▶ **To do**: What follows is a listing; give it again exactly, in its entirety.

▶ **Items**:
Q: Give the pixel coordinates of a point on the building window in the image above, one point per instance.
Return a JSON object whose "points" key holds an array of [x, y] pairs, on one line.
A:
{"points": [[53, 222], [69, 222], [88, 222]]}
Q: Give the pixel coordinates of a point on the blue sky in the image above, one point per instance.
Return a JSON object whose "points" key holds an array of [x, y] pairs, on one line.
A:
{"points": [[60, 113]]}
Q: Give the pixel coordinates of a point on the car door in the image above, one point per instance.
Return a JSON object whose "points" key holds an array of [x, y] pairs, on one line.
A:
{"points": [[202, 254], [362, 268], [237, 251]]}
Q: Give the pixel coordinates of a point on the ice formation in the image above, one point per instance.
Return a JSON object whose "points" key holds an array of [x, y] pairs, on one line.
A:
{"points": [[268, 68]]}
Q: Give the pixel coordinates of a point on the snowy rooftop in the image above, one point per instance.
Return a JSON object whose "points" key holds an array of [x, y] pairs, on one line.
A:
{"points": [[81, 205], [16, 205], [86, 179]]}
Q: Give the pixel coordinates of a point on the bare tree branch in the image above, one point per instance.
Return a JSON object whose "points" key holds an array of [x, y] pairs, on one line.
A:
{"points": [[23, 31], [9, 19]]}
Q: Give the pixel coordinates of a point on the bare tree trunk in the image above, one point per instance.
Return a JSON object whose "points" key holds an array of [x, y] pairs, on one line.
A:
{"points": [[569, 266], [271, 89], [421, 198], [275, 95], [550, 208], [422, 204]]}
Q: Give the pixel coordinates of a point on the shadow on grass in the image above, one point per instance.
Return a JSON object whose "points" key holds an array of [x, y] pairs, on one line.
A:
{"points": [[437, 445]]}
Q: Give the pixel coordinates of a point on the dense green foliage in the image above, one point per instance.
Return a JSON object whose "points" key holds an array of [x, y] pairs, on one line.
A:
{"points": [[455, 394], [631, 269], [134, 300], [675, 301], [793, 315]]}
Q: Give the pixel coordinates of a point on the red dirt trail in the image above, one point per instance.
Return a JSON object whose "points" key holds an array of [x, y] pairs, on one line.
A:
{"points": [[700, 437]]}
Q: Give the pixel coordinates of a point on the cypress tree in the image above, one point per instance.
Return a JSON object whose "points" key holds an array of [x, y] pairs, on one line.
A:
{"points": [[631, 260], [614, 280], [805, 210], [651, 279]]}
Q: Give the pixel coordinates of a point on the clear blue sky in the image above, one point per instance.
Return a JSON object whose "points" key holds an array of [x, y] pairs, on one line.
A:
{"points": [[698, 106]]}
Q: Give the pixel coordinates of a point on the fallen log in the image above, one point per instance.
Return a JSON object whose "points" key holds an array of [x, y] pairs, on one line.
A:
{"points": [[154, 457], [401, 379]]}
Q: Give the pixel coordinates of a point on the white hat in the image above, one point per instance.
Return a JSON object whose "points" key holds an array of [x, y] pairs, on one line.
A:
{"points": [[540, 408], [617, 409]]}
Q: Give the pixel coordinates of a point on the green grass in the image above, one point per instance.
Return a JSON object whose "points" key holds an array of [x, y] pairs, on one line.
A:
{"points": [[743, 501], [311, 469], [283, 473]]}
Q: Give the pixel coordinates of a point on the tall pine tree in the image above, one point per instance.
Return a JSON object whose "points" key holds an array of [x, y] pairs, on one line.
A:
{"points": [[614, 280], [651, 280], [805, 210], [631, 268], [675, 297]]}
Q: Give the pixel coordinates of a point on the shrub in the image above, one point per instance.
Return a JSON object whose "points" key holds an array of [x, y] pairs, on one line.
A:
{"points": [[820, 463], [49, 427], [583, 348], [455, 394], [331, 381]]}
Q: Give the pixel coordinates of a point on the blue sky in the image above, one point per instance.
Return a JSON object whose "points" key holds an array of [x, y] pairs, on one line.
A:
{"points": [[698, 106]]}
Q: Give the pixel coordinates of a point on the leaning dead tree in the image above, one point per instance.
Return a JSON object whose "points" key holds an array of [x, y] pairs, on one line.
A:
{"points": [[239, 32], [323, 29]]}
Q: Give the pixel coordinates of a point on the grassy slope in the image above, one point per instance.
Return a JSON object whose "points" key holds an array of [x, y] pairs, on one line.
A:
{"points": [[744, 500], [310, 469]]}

▶ **Reply to the task**:
Q: Give the pixel coordinates of a point on the building window in the image above, one point per instance.
Return a JSON object whose "points" key holds an array of [x, y] pairs, on one line.
A:
{"points": [[53, 222], [69, 222], [88, 222]]}
Q: Give the pixel coordinates of a point on the blue sky in the image above, one point per instance.
Return a JSON object whose "points" key holds an array of [x, y] pairs, on one line.
A:
{"points": [[60, 113]]}
Q: Give the pixel coordinates of a point on the car door in the image above, one point per instance.
Return a JSON object whose "points" key holds an array of [x, y] pairs, on one line.
A:
{"points": [[202, 254], [362, 268], [237, 251]]}
Q: Give the pixel coordinates of a point on the ice formation in the image above, one point per instance.
Return a JSON object whose "points" key holds an array of [x, y] pairs, on one line.
A:
{"points": [[268, 68]]}
Q: Give the pixel coordinates of a point on the snowy rooftop in the image above, one point per instance.
Return a JSON object whose "points" key holds an array of [x, y] pairs, on one line.
A:
{"points": [[81, 205], [16, 205], [86, 179]]}
Q: Give the pixel coordinates of a point on the bare tree branch in the image above, one point per instance.
Return a JSON object whose "points" key holds an array of [x, y] pairs, on one line.
A:
{"points": [[23, 31], [9, 19]]}
Q: Give the pixel coordinates of a point on the bare tree trunk in the image above, one point per instance.
Return a JSON object whose "points" key holds an array of [x, y] pairs, on one line.
A:
{"points": [[569, 266], [271, 89], [421, 198], [275, 95], [550, 208], [422, 204]]}
Q: Give the pixel coordinates of a point on the shadow on grass in the image above, one point per instance.
Return a JSON object whose "points" key holds an array of [x, y] pairs, on one line.
A:
{"points": [[437, 445]]}
Q: Give the pixel coordinates of a point on the dense green foliage in the image above, one point per instance.
Return a JSON object whose "points" key holds an array of [x, y] pairs, on one line.
A:
{"points": [[455, 394], [631, 269], [134, 300], [675, 301], [793, 315]]}
Q: Give the pixel coordinates of a point on the red dirt trail in the image above, one point per instance.
Return a JSON object whose "points" key holds an array of [x, y] pairs, on one line.
A:
{"points": [[700, 437]]}
Q: Give the pixel coordinates of a point on the cypress tree in the image above, one point per instance.
Return a JSON object whose "points" key holds an array of [x, y] pairs, on one line.
A:
{"points": [[631, 260], [614, 280], [805, 210], [651, 279]]}
Q: Give the pixel coordinates of a point on the clear blue sky in the image above, one point per instance.
Return a JSON object whose "points" key holds an array of [x, y] pairs, on one line.
A:
{"points": [[698, 106]]}
Q: Give the pixel coordinates of a point on the fallen log in the image above, one point per instance.
Return a JSON object whose "points" key holds an array of [x, y] pairs, on one line.
A:
{"points": [[154, 457], [401, 379]]}
Q: Give the pixel coordinates of a point on the white hat in the image above, one point per instance.
Return a JSON object whose "points" key holds an array of [x, y] pairs, on one line.
A:
{"points": [[540, 408], [617, 409]]}
Q: Give the pixel coordinates of a point on the green grass in the image above, one point per instance.
Return a JSON object whose "points" key holds an array of [x, y] pairs, on one line.
A:
{"points": [[743, 501], [311, 469], [283, 473]]}
Q: Give the pixel coordinates of a point on the tall pine tree in the image above, one point per instance.
Return a JSON object whose "points" key holds an array of [x, y] pairs, on one line.
A:
{"points": [[614, 280], [651, 280], [805, 210], [631, 268], [675, 297]]}
Q: Give the pixel coordinates of a point on the shrub in the image above, one point per instance.
Return a JSON object whose "points" key holds an array of [x, y] pairs, on one line.
A:
{"points": [[820, 463], [49, 427], [583, 348], [455, 394], [331, 381]]}
Q: Give the pixel coordinates of a point on the blue sky in the image above, one point per instance.
Return a JSON object whose "points" key holds an array of [x, y] pairs, on one line.
A:
{"points": [[698, 106]]}
Q: Give the pixel coordinates of a point on the leaning dead tree in the image above, one point per instance.
Return a JSON object whose "points" key holds an array of [x, y] pairs, on one line.
A:
{"points": [[239, 32], [323, 29]]}
Q: Give the pixel coordinates of a point on the grassy slope in the image above, one point per instance.
Return a JSON object whose "points" key holds an array of [x, y] pairs, on one line.
A:
{"points": [[744, 500], [310, 469]]}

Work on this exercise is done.